Update the records below so that every "photograph" becomes "image" and nothing else changes. Omit the pictures from your version.

[Entries from a collection]

┌──

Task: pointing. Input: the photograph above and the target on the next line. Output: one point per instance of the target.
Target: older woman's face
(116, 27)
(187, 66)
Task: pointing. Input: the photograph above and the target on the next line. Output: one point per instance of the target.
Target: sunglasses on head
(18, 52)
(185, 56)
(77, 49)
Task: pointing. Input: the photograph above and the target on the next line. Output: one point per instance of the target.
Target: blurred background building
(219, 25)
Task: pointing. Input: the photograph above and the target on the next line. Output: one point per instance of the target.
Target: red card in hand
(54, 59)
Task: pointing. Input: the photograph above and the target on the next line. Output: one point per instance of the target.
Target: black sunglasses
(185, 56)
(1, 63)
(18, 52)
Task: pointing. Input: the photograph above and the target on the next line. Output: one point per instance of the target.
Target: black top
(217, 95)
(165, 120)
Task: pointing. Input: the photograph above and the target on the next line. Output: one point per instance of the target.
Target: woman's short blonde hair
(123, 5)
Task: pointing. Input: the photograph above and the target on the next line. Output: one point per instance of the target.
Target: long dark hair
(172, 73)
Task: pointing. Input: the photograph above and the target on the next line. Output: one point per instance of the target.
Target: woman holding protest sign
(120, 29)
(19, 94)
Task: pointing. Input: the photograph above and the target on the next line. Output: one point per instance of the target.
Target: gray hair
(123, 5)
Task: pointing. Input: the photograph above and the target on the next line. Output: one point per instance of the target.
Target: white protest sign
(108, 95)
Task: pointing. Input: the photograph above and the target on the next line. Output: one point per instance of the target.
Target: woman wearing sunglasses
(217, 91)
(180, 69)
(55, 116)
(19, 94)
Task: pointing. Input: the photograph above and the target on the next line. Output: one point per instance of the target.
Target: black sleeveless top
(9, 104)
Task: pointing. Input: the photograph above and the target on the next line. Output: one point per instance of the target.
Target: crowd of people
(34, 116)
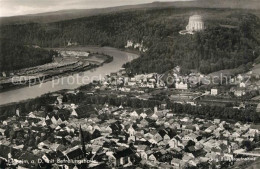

└──

**Worked solution**
Task: pointing. Input: the image above and the target on the next line. Output: one point per instance of the target.
Target: older woman's face
(116, 27)
(187, 66)
Task: pointing. Input: the image above and the target on the next line. Output: one point per instance of the target.
Target: sunglasses on head
(18, 52)
(185, 56)
(77, 49)
Task: pointing. Input: the image above and the target on the next line. Output: one point per instance of the target.
Target: blurred background building
(219, 25)
Task: pointing. Input: the image above and the target on the next line. Output: one point per instance of the target.
Target: red card in hand
(54, 59)
Task: pointing. Input: the image above and the target on the next line. Output: one point per instance of the target.
Target: black sunglasses
(185, 56)
(1, 63)
(18, 52)
Task: pointing. Input: the image above and the target on the next line. Output: one point per instance of the target.
Target: black top
(217, 95)
(165, 120)
Task: pointing. Input: the image above and the target on the next line. Output: one point per instance of the target.
Target: woman's short blonde hair
(123, 5)
Task: pointing. Input: the image above and the target on the next line. Output: one point per instance of the target.
Target: long dark hair
(172, 73)
Task: pointing. Input: the image above and the target on the next line. Output: one point per instance of the target.
Target: woman holding protest sign
(120, 29)
(19, 94)
Task: pointing. Input: the image above and the target on the next line. Output: one point per instance of the target.
Target: gray hair
(123, 5)
Task: pointing. Input: the image above and the target on the next line. Output: one point per instance of the target.
Target: white protest sign
(108, 95)
Task: pointing. Input: the image above and the target on the next line. Output: one point per instance of the target.
Target: woman wearing sunglasses
(217, 91)
(180, 69)
(55, 116)
(19, 94)
Task: pointing. Input: the image above and the target on the next line. Output: one point per instance of the target.
Target: black sleeveless top
(9, 104)
Task: pointing. Input: the image above and the target on the next line. Output: one point per instance of the target.
Target: crowd of people
(34, 116)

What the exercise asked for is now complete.